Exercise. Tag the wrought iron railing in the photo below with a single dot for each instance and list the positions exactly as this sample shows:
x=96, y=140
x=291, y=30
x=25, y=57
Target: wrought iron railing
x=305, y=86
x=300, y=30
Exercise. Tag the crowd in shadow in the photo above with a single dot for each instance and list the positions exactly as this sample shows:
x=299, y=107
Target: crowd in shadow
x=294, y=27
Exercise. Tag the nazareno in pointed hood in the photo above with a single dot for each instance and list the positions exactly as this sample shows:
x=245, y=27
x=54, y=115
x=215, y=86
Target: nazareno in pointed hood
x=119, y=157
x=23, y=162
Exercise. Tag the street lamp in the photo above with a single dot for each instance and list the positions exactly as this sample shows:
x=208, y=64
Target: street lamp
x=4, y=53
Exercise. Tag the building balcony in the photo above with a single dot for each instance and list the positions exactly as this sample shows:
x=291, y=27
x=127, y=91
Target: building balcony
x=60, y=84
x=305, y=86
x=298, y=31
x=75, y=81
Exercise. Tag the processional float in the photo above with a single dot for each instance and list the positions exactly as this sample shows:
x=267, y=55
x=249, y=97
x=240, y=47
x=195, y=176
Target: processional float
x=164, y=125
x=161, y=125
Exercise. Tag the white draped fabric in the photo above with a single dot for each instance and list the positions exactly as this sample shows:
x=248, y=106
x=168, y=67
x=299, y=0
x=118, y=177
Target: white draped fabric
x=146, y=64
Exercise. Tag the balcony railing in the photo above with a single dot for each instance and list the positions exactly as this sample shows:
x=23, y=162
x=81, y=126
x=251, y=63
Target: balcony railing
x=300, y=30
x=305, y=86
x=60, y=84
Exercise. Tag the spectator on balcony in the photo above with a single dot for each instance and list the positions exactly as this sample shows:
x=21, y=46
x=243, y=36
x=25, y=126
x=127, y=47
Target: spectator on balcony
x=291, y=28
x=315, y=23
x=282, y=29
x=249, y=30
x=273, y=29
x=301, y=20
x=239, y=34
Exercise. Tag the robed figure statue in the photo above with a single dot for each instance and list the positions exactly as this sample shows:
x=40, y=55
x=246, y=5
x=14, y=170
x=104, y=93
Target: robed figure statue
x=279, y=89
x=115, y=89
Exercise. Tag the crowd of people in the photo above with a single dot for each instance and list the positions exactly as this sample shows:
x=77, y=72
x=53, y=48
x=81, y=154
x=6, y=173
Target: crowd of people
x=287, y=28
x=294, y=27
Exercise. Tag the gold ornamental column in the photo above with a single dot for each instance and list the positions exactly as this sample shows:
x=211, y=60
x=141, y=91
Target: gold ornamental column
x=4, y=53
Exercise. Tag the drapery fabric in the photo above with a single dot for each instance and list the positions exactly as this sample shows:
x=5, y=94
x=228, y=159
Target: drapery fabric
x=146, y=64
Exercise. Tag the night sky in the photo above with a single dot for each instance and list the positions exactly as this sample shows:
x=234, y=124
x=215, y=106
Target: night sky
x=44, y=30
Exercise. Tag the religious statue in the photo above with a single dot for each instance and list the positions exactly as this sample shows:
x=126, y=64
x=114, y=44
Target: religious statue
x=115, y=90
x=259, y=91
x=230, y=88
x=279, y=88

#### The task:
Extract the lines above from the one containing "Exercise. Tag the white" to the last line, both included, exactly as written.

#### Response:
Exercise. Tag the white draped fabric in the photo above with a single dot for each instance and list the positions exactly as this sample shows:
x=248, y=106
x=168, y=67
x=299, y=0
x=118, y=177
Target: white draped fabric
x=146, y=64
Exercise. Tag the balcony railing in the photo above with a single dot for each instance and list the positions exactly as this sample shows:
x=23, y=162
x=81, y=126
x=251, y=63
Target: balcony railing
x=300, y=30
x=305, y=86
x=60, y=84
Exercise. Tag the spectator on balcony in the photo above with a single dot for each instance and list the positions exactly as this sample shows:
x=21, y=46
x=243, y=36
x=25, y=126
x=127, y=47
Target: spectator on balcony
x=291, y=28
x=315, y=23
x=282, y=29
x=249, y=30
x=273, y=29
x=301, y=20
x=239, y=34
Exercise. Tag the robed figure statue in the photo above with a single dot for each instance and list the positions exactly as this sample shows:
x=40, y=55
x=246, y=5
x=14, y=170
x=104, y=93
Target: robed figure statue
x=279, y=89
x=115, y=89
Exercise. Tag the crowd of people in the photo above with a single dot for each instance and list the positions exactly as this sample shows:
x=77, y=72
x=53, y=48
x=81, y=154
x=6, y=173
Target: crowd of people
x=287, y=28
x=294, y=27
Exercise. Tag the gold ornamental column in the photo above with a single dot for each instance and list the positions exactly as this sample shows:
x=211, y=60
x=141, y=91
Target: gold ornamental column
x=4, y=53
Exercise. Tag the drapery fabric in the photo above with a single dot for each instance and list the positions exactly as this sample shows:
x=5, y=94
x=228, y=159
Target: drapery fabric
x=146, y=64
Exercise. Tag the night sky in the photo above with a single dot for each instance and list the positions exactly as this sample shows:
x=234, y=124
x=215, y=106
Target: night sky
x=44, y=30
Exercise. Tag the religious statue in the photo above with a single dot for each instance and list the positions exactly as this sample shows:
x=126, y=64
x=114, y=44
Target: religious statue
x=115, y=90
x=259, y=91
x=230, y=88
x=279, y=88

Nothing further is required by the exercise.